== Required task ==
Please return the data below unchanged, keeping every line in its original order.

[Part of a data file]
★ ★ ★ ★ ★
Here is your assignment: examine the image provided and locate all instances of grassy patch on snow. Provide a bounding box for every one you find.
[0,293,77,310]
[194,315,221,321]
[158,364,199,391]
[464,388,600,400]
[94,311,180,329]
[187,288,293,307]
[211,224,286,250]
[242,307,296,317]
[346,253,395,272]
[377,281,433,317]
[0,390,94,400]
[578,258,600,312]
★ ★ ★ ★ ★
== Expected answer ==
Here is your assignment: examine the image provided and locate all instances of grassy patch on snow. Provide a bounding box for every one you find.
[0,293,77,310]
[194,315,221,321]
[158,364,199,391]
[464,388,600,400]
[94,311,180,329]
[187,288,293,307]
[211,224,286,250]
[242,307,296,317]
[346,253,395,272]
[377,281,433,317]
[0,390,94,400]
[578,258,600,312]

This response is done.